What the exercise asks: Can you give back the rows beginning at the line that has "Surveillance alert — the operator flagged the man" and stopping after the line that has "xmin=603 ymin=72 xmax=639 ymax=81", with every bounding-box coordinate in the answers scaled by 2.25 and rounded to whole numbers, halves rounding up? Keep the requests and their sample coordinates unchanged, and return only those rows.

Given data:
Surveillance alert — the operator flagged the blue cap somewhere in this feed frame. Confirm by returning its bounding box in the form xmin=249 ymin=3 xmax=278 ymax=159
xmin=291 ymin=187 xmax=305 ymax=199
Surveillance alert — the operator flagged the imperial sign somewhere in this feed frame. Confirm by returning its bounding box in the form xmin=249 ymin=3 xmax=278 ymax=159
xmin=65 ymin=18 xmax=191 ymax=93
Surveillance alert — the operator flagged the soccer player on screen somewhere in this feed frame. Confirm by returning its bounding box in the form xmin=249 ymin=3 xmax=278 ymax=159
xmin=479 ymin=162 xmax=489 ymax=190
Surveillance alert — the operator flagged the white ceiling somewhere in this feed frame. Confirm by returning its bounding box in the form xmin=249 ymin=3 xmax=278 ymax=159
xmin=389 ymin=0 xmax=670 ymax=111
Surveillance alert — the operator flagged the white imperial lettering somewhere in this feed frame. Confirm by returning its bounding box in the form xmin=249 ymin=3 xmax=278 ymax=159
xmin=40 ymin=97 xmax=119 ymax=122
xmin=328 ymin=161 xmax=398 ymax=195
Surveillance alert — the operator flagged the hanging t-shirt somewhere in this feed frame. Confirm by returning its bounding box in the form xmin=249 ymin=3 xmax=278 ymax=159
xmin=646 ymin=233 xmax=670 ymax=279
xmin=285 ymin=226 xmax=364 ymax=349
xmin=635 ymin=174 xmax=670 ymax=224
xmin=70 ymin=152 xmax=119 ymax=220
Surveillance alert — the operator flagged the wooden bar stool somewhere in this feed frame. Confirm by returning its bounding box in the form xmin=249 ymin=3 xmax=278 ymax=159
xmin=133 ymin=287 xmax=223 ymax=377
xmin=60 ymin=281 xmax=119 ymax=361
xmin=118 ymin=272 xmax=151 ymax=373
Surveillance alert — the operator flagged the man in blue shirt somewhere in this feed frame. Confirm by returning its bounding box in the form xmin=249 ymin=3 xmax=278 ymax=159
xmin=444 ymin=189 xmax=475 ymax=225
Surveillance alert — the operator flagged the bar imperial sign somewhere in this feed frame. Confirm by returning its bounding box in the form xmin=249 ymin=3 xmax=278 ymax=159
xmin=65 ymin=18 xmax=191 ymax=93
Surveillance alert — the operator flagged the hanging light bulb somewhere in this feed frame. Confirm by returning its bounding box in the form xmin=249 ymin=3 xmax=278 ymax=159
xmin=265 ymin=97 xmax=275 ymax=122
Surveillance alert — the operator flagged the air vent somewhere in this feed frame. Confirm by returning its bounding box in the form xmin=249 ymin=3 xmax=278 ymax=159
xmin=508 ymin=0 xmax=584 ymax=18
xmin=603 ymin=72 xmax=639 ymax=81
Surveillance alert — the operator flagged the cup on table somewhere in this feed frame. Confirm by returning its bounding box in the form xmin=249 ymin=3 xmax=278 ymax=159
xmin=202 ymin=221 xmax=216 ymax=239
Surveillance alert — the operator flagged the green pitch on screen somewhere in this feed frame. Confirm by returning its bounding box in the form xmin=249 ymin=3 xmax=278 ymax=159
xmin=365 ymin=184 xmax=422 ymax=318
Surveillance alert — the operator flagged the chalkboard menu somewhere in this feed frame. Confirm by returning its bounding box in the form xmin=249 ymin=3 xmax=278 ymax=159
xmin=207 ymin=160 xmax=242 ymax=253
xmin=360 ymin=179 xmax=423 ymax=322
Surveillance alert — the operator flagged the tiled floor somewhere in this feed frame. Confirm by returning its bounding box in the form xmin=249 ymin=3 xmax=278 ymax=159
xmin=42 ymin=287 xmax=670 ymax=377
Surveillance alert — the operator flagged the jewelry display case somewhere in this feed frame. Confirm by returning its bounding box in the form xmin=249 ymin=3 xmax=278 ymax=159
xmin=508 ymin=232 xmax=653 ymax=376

Final answer:
Surveillance alert — the operator flagged the man in blue shirt somewhere in this feed frame. Confirm by returning its bounding box in the form xmin=249 ymin=3 xmax=278 ymax=159
xmin=999 ymin=425 xmax=1069 ymax=506
Surveillance alert — the operator flagged the bar imperial sign somewhere in this feed frame. Confirm by returning its bounding box in the form xmin=249 ymin=3 xmax=278 ymax=159
xmin=146 ymin=41 xmax=430 ymax=209
Surveillance alert — the operator flagged the hanging light bulb somewhere in this feed frame. Confirm by returning its bounding box in the form xmin=249 ymin=3 xmax=278 ymax=159
xmin=596 ymin=218 xmax=619 ymax=275
Surveillance alert — the operator flagged the air vent somewhere in this feed frame. Confirm by returning its bounding box in the form xmin=249 ymin=3 xmax=278 ymax=159
xmin=1143 ymin=0 xmax=1314 ymax=41
xmin=1357 ymin=162 xmax=1438 ymax=182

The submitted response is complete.